Repeat every row below, from the one containing "the white urn" down to the one containing "x=363, y=90", both included, without changing anything.

§ Records supplied
○ ○ ○
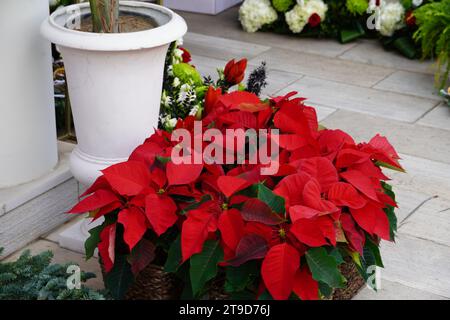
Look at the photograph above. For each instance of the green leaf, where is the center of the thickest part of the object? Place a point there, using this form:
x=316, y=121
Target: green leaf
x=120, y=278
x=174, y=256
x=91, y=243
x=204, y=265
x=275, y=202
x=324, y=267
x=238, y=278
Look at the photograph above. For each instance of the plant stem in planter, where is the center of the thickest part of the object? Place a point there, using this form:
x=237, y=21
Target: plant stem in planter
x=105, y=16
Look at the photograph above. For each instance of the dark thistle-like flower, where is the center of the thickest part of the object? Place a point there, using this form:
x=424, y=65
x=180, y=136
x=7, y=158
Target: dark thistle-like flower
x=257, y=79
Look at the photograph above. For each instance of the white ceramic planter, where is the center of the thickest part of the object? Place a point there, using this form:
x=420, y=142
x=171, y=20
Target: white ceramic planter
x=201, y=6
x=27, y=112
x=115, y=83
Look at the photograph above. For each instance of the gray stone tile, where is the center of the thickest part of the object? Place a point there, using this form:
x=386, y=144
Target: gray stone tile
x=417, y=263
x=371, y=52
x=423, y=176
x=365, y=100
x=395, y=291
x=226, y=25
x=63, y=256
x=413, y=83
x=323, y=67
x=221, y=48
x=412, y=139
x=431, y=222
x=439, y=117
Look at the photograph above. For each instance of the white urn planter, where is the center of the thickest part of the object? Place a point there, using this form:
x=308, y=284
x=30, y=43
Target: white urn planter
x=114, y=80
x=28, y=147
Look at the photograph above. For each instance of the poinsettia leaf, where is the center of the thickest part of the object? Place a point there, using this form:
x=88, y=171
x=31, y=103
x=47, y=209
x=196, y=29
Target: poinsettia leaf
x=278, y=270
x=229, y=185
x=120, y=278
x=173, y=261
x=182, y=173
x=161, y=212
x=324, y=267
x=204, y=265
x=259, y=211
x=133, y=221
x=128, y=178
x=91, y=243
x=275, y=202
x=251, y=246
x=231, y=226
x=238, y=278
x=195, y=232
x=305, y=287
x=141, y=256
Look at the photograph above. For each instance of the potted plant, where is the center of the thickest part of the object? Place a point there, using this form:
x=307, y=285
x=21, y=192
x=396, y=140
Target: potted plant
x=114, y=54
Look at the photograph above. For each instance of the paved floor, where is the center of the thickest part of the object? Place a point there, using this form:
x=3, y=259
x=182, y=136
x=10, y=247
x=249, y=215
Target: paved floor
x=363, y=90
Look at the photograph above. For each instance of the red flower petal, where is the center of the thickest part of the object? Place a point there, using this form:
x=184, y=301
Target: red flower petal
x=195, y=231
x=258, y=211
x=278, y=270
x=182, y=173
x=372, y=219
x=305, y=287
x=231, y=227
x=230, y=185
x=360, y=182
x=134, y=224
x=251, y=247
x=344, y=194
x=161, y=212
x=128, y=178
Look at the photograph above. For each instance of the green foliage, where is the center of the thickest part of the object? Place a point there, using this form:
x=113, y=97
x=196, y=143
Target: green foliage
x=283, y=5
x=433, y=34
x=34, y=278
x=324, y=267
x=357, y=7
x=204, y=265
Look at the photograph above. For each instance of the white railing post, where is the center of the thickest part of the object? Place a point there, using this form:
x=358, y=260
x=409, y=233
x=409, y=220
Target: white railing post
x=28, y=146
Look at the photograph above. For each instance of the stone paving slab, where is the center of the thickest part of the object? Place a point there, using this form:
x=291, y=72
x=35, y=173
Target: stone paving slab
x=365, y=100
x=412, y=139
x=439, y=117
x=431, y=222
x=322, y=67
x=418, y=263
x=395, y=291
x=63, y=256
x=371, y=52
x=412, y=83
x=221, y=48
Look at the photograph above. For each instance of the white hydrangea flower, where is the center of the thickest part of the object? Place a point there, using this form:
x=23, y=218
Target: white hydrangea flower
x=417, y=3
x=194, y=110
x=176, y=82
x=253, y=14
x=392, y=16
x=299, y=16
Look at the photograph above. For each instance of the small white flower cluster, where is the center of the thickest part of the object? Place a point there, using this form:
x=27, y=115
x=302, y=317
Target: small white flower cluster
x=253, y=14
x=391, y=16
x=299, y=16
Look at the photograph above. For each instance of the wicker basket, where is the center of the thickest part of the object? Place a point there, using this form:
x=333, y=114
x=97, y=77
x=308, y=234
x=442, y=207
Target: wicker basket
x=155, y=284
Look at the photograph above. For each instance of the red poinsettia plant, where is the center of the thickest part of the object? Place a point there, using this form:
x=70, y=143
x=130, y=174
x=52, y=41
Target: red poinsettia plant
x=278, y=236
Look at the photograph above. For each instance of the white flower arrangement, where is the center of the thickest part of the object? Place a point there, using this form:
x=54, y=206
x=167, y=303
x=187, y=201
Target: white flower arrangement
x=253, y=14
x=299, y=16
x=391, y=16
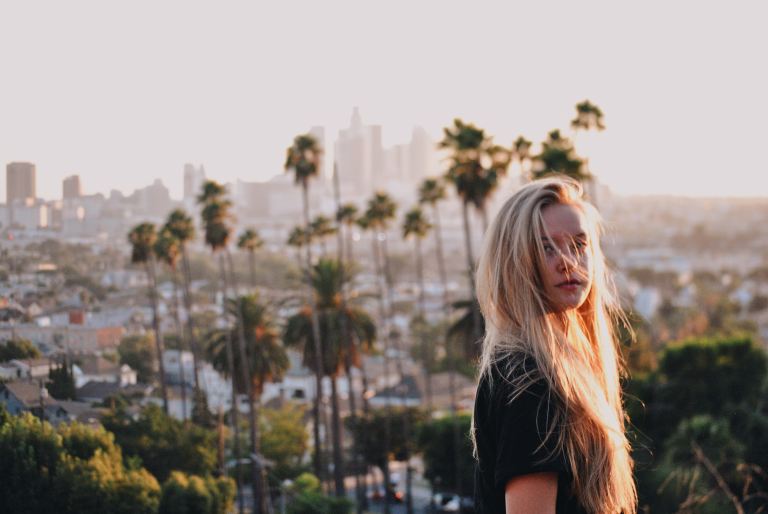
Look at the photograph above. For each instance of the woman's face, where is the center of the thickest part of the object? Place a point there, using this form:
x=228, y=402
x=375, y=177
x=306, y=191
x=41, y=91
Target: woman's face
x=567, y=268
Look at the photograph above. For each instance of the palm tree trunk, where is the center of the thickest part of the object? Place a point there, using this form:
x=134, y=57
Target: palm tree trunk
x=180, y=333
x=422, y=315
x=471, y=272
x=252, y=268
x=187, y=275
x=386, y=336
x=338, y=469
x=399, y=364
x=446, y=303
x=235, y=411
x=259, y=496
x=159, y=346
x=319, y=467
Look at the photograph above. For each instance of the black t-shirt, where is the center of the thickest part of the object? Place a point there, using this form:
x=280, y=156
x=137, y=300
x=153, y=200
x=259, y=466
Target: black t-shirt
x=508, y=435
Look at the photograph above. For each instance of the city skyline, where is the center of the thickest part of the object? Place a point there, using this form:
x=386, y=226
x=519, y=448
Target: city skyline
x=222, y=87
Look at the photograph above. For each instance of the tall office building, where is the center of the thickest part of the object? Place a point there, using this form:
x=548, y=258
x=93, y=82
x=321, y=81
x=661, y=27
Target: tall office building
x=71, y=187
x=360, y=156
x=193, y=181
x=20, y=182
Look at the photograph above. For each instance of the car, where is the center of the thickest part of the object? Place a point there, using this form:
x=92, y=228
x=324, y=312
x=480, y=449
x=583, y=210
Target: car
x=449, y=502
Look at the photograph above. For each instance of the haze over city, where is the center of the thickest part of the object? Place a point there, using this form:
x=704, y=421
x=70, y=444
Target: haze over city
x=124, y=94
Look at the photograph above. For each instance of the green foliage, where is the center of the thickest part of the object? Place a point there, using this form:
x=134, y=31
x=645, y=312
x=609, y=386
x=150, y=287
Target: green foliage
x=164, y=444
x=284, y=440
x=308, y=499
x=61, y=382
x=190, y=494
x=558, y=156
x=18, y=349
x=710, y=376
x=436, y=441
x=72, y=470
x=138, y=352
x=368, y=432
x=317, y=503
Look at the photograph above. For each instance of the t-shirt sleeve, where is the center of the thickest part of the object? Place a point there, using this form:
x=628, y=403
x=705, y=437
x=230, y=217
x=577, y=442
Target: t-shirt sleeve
○ ○ ○
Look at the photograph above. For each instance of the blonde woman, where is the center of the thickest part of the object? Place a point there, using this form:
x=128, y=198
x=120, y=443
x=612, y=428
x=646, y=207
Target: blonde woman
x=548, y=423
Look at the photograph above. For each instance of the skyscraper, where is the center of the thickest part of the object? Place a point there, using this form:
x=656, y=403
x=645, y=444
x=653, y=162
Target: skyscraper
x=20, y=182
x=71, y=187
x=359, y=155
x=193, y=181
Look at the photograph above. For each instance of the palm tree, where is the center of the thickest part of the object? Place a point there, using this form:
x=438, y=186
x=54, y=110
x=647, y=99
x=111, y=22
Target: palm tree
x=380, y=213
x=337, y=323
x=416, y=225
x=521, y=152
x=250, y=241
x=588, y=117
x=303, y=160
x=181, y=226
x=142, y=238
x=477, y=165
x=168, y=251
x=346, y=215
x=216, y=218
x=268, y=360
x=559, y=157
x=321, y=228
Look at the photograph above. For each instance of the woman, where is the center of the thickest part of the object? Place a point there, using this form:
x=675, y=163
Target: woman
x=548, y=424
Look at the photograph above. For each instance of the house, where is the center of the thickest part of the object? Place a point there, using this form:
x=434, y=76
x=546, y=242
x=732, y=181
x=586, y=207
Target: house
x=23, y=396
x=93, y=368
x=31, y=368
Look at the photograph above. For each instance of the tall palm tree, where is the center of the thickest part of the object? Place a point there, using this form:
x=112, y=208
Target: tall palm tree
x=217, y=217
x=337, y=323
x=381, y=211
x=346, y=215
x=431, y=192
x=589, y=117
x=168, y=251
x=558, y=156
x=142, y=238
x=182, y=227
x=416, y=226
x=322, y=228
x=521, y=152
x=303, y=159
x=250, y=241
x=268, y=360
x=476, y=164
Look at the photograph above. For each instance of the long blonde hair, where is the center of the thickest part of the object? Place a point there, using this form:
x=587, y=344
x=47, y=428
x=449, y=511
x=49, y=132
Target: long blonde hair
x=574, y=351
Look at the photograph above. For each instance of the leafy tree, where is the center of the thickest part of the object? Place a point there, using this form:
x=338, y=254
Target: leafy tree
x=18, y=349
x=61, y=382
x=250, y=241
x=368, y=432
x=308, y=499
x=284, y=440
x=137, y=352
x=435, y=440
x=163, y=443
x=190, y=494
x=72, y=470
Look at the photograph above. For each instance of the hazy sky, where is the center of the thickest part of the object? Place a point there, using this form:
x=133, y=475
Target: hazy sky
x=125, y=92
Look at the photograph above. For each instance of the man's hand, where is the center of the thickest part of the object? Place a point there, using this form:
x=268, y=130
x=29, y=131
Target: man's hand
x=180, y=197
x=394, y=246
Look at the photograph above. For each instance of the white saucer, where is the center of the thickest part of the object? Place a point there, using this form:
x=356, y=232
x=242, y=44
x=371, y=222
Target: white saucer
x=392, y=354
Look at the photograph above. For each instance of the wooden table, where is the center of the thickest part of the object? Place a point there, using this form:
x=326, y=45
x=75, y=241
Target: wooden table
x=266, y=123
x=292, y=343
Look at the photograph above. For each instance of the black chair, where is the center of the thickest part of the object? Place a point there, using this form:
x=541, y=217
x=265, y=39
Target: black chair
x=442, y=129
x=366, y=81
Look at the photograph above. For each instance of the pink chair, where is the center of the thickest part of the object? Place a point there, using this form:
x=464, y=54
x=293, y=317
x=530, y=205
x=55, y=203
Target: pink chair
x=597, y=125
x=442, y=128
○ ○ ○
§ Correct output
Look at the photograph above. For each instance of the white urn planter, where is the center of the thickest part of the object? Place a point there, using this form:
x=308, y=284
x=30, y=43
Target: white urn planter
x=114, y=80
x=28, y=147
Look at the photograph above. For each instance of the poinsettia leaf, where is the center of the thickest part of the object? Place a point there, using this form:
x=88, y=171
x=31, y=103
x=47, y=209
x=196, y=29
Target: poinsettia leaf
x=278, y=270
x=229, y=185
x=120, y=278
x=173, y=261
x=182, y=173
x=161, y=212
x=324, y=267
x=204, y=265
x=259, y=211
x=133, y=221
x=128, y=178
x=91, y=243
x=275, y=202
x=251, y=246
x=231, y=226
x=238, y=278
x=195, y=232
x=305, y=287
x=141, y=256
Look at the photograph above. For each instance of the potted plant, where is the center of the thickest part of the object? Place a point there, using this form:
x=307, y=285
x=21, y=192
x=396, y=140
Target: potted plant
x=114, y=54
Look at the photograph above. For each instance of the paved floor, where is the center of the thickest part of the object? Place a point there, using this form:
x=3, y=259
x=182, y=136
x=10, y=247
x=249, y=215
Target: paved floor
x=363, y=90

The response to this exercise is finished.